▶ Raw records
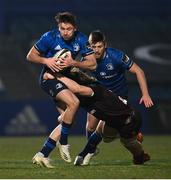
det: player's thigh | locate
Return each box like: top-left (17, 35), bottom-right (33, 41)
top-left (119, 111), bottom-right (142, 139)
top-left (102, 124), bottom-right (118, 143)
top-left (40, 79), bottom-right (68, 98)
top-left (56, 89), bottom-right (79, 106)
top-left (86, 113), bottom-right (99, 131)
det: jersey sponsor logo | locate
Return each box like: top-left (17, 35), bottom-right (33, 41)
top-left (73, 43), bottom-right (80, 51)
top-left (106, 63), bottom-right (114, 70)
top-left (118, 96), bottom-right (128, 105)
top-left (100, 72), bottom-right (106, 76)
top-left (122, 54), bottom-right (129, 63)
top-left (55, 44), bottom-right (62, 50)
top-left (56, 83), bottom-right (63, 89)
top-left (89, 109), bottom-right (96, 115)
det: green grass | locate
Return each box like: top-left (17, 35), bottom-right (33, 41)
top-left (0, 136), bottom-right (171, 179)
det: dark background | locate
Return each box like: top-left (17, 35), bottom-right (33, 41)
top-left (0, 0), bottom-right (171, 135)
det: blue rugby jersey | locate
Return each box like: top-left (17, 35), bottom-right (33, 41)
top-left (93, 48), bottom-right (133, 98)
top-left (34, 29), bottom-right (94, 79)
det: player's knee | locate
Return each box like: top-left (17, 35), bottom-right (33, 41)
top-left (102, 136), bottom-right (115, 143)
top-left (120, 137), bottom-right (137, 147)
top-left (102, 133), bottom-right (117, 143)
top-left (102, 126), bottom-right (118, 143)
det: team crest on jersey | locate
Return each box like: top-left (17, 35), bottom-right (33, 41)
top-left (55, 44), bottom-right (62, 51)
top-left (100, 72), bottom-right (106, 76)
top-left (106, 63), bottom-right (114, 70)
top-left (73, 43), bottom-right (80, 51)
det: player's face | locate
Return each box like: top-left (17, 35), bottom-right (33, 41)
top-left (91, 42), bottom-right (105, 59)
top-left (58, 23), bottom-right (76, 41)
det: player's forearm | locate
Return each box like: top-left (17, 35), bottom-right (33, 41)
top-left (27, 53), bottom-right (46, 64)
top-left (73, 60), bottom-right (97, 70)
top-left (136, 71), bottom-right (149, 95)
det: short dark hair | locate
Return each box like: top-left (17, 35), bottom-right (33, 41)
top-left (89, 30), bottom-right (106, 44)
top-left (55, 11), bottom-right (76, 27)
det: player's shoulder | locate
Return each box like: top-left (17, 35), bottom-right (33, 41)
top-left (75, 31), bottom-right (88, 41)
top-left (43, 29), bottom-right (60, 38)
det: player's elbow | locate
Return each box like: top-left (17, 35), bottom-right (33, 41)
top-left (26, 53), bottom-right (31, 61)
top-left (90, 64), bottom-right (97, 71)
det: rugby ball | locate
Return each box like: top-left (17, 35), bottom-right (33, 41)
top-left (53, 49), bottom-right (71, 64)
top-left (53, 49), bottom-right (71, 58)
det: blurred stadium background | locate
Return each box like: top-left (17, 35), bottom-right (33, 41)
top-left (0, 0), bottom-right (171, 136)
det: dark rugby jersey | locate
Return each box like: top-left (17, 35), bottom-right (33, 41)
top-left (93, 48), bottom-right (133, 97)
top-left (79, 85), bottom-right (133, 125)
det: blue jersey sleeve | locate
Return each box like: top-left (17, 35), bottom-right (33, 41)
top-left (121, 53), bottom-right (134, 70)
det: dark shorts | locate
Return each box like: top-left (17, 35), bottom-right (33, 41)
top-left (106, 111), bottom-right (142, 139)
top-left (40, 79), bottom-right (68, 98)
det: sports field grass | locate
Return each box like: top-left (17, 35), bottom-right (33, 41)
top-left (0, 136), bottom-right (171, 179)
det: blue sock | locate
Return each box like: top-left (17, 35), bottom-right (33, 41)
top-left (79, 132), bottom-right (102, 157)
top-left (40, 138), bottom-right (56, 157)
top-left (59, 122), bottom-right (72, 145)
top-left (86, 130), bottom-right (94, 140)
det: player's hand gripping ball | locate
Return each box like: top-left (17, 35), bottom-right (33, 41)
top-left (54, 49), bottom-right (71, 64)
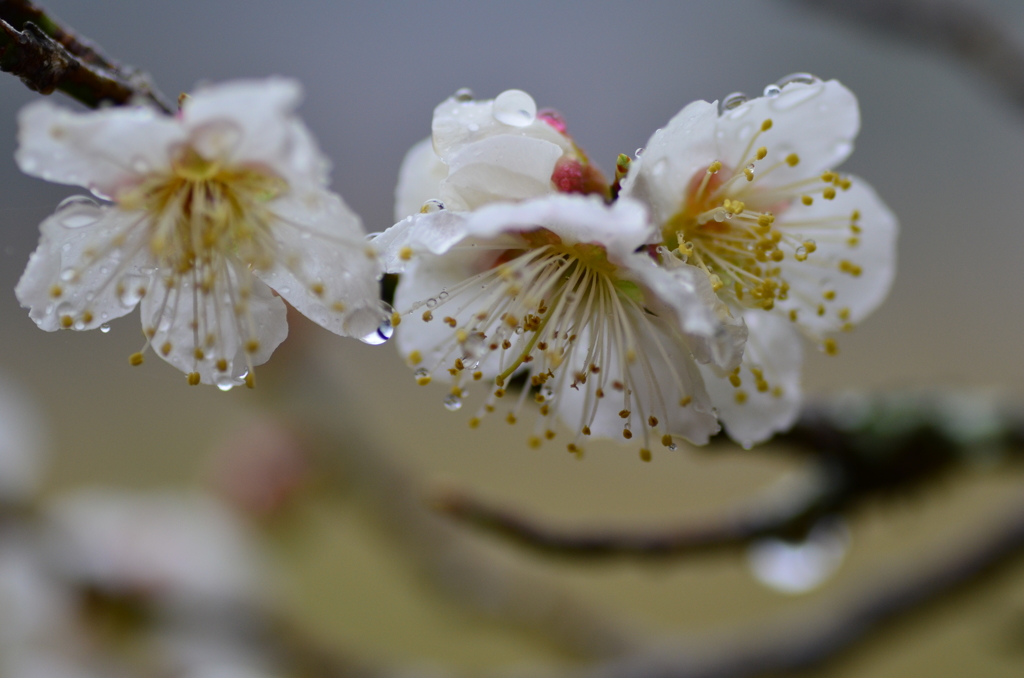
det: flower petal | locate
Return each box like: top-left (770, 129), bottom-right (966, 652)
top-left (716, 80), bottom-right (860, 187)
top-left (555, 309), bottom-right (720, 449)
top-left (629, 254), bottom-right (746, 372)
top-left (14, 100), bottom-right (185, 198)
top-left (620, 101), bottom-right (718, 223)
top-left (140, 261), bottom-right (288, 386)
top-left (776, 177), bottom-right (898, 336)
top-left (394, 136), bottom-right (447, 221)
top-left (700, 310), bottom-right (803, 448)
top-left (254, 188), bottom-right (382, 337)
top-left (14, 204), bottom-right (153, 332)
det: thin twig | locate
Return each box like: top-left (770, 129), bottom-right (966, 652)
top-left (0, 0), bottom-right (173, 113)
top-left (791, 0), bottom-right (1024, 111)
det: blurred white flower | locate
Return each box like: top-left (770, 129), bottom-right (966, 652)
top-left (621, 74), bottom-right (897, 446)
top-left (385, 196), bottom-right (745, 458)
top-left (15, 78), bottom-right (389, 387)
top-left (49, 490), bottom-right (262, 603)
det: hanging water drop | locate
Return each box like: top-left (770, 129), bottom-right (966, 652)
top-left (444, 393), bottom-right (462, 412)
top-left (492, 89), bottom-right (537, 127)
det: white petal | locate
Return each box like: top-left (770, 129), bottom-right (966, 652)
top-left (700, 310), bottom-right (803, 448)
top-left (620, 101), bottom-right (719, 223)
top-left (15, 100), bottom-right (184, 198)
top-left (181, 78), bottom-right (329, 185)
top-left (555, 310), bottom-right (719, 447)
top-left (466, 195), bottom-right (655, 263)
top-left (440, 135), bottom-right (562, 210)
top-left (140, 261), bottom-right (288, 386)
top-left (628, 254), bottom-right (746, 372)
top-left (776, 177), bottom-right (898, 335)
top-left (14, 205), bottom-right (153, 332)
top-left (373, 210), bottom-right (467, 273)
top-left (718, 80), bottom-right (860, 187)
top-left (394, 137), bottom-right (447, 221)
top-left (255, 188), bottom-right (383, 337)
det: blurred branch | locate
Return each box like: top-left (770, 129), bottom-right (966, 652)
top-left (791, 0), bottom-right (1024, 112)
top-left (0, 0), bottom-right (174, 114)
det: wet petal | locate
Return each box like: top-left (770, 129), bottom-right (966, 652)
top-left (15, 100), bottom-right (184, 198)
top-left (14, 204), bottom-right (154, 332)
top-left (700, 310), bottom-right (803, 448)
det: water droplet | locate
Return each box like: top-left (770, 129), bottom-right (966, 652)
top-left (766, 73), bottom-right (821, 87)
top-left (420, 198), bottom-right (444, 214)
top-left (56, 196), bottom-right (100, 228)
top-left (343, 301), bottom-right (394, 346)
top-left (746, 516), bottom-right (850, 594)
top-left (492, 89), bottom-right (537, 127)
top-left (720, 92), bottom-right (748, 113)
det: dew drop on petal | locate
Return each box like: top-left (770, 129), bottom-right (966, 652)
top-left (444, 393), bottom-right (462, 412)
top-left (420, 198), bottom-right (444, 214)
top-left (769, 73), bottom-right (821, 89)
top-left (493, 89), bottom-right (537, 127)
top-left (720, 92), bottom-right (748, 113)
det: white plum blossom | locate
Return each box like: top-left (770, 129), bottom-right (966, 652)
top-left (15, 78), bottom-right (389, 388)
top-left (621, 74), bottom-right (897, 446)
top-left (385, 195), bottom-right (746, 459)
top-left (376, 89), bottom-right (608, 271)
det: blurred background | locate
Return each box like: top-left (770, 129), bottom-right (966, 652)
top-left (0, 0), bottom-right (1024, 677)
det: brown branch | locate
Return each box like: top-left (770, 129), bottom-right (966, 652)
top-left (0, 0), bottom-right (173, 113)
top-left (794, 0), bottom-right (1024, 114)
top-left (431, 464), bottom-right (830, 558)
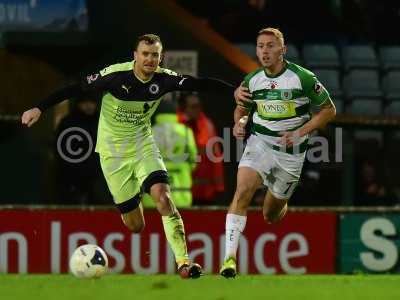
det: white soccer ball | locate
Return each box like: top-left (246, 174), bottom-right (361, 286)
top-left (69, 244), bottom-right (108, 278)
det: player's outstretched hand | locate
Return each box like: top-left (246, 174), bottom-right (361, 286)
top-left (21, 107), bottom-right (42, 127)
top-left (234, 82), bottom-right (253, 104)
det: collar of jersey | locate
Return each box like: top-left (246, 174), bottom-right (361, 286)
top-left (264, 59), bottom-right (289, 78)
top-left (132, 60), bottom-right (161, 83)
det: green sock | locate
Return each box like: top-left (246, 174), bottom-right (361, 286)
top-left (162, 213), bottom-right (189, 266)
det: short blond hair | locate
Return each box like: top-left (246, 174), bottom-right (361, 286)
top-left (257, 27), bottom-right (285, 45)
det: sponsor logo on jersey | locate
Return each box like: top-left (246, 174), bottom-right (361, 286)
top-left (267, 80), bottom-right (278, 90)
top-left (313, 81), bottom-right (324, 95)
top-left (257, 100), bottom-right (296, 118)
top-left (86, 74), bottom-right (100, 84)
top-left (149, 83), bottom-right (160, 95)
top-left (281, 91), bottom-right (292, 100)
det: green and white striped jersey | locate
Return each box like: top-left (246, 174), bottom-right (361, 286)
top-left (244, 61), bottom-right (329, 150)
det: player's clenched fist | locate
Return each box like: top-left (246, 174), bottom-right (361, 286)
top-left (234, 82), bottom-right (252, 105)
top-left (21, 107), bottom-right (42, 127)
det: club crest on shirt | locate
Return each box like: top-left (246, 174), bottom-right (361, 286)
top-left (86, 74), bottom-right (100, 84)
top-left (149, 83), bottom-right (160, 95)
top-left (267, 80), bottom-right (278, 90)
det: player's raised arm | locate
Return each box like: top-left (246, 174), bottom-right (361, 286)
top-left (21, 74), bottom-right (109, 127)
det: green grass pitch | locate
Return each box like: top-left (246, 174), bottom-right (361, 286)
top-left (0, 274), bottom-right (400, 300)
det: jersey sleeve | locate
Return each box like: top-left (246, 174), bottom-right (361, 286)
top-left (37, 71), bottom-right (113, 112)
top-left (80, 68), bottom-right (114, 93)
top-left (302, 72), bottom-right (329, 106)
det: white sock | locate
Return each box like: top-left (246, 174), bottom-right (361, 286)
top-left (225, 214), bottom-right (247, 259)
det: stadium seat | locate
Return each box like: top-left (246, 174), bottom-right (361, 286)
top-left (236, 43), bottom-right (258, 61)
top-left (379, 46), bottom-right (400, 72)
top-left (346, 98), bottom-right (382, 116)
top-left (342, 45), bottom-right (379, 71)
top-left (343, 70), bottom-right (383, 100)
top-left (382, 71), bottom-right (400, 101)
top-left (285, 44), bottom-right (302, 64)
top-left (303, 44), bottom-right (340, 69)
top-left (313, 69), bottom-right (343, 98)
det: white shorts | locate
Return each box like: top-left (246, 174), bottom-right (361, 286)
top-left (239, 134), bottom-right (306, 199)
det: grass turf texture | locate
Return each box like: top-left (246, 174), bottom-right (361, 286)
top-left (0, 275), bottom-right (400, 300)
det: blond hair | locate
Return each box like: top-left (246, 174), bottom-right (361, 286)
top-left (257, 27), bottom-right (285, 45)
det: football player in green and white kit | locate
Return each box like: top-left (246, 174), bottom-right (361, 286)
top-left (220, 28), bottom-right (336, 278)
top-left (22, 34), bottom-right (234, 278)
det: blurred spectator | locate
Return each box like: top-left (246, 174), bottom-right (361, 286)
top-left (143, 100), bottom-right (197, 208)
top-left (56, 98), bottom-right (103, 204)
top-left (354, 160), bottom-right (398, 206)
top-left (178, 93), bottom-right (224, 205)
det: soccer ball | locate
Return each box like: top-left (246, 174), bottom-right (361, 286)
top-left (69, 244), bottom-right (108, 278)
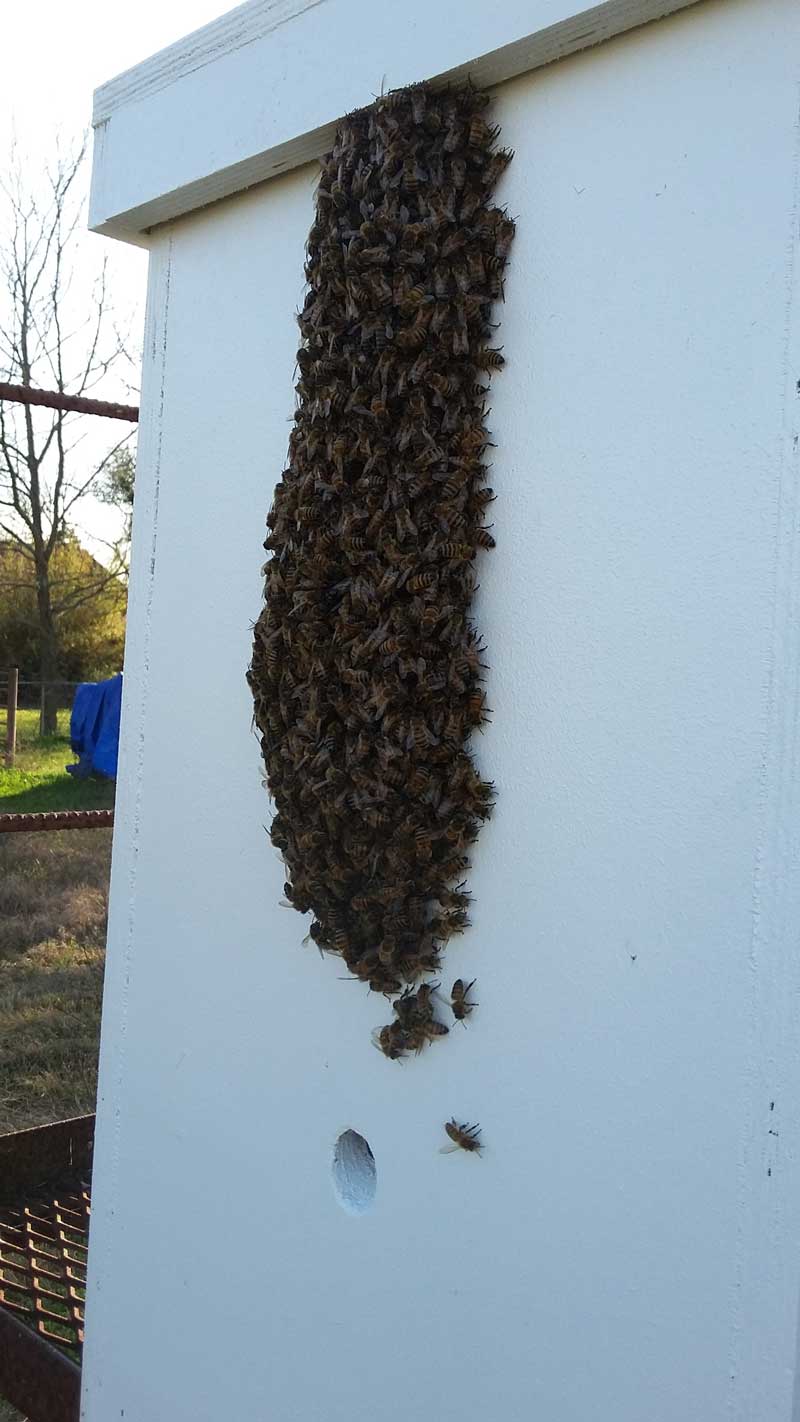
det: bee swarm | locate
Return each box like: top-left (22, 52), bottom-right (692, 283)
top-left (249, 85), bottom-right (514, 1018)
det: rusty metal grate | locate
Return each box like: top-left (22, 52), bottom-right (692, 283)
top-left (0, 1179), bottom-right (90, 1362)
top-left (0, 1116), bottom-right (94, 1422)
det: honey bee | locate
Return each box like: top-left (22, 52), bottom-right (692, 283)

▶ Work to be completed
Copy out the lines between the one holding "det: jersey sleeve | locate" and the one holding "top-left (302, 72), bottom-right (329, 106)", inclusive, with no changes.

▶ Solved problem
det: jersey sleeve | locate
Return each box like: top-left (246, 174), bottom-right (361, 286)
top-left (37, 71), bottom-right (113, 112)
top-left (80, 68), bottom-right (114, 93)
top-left (302, 72), bottom-right (329, 106)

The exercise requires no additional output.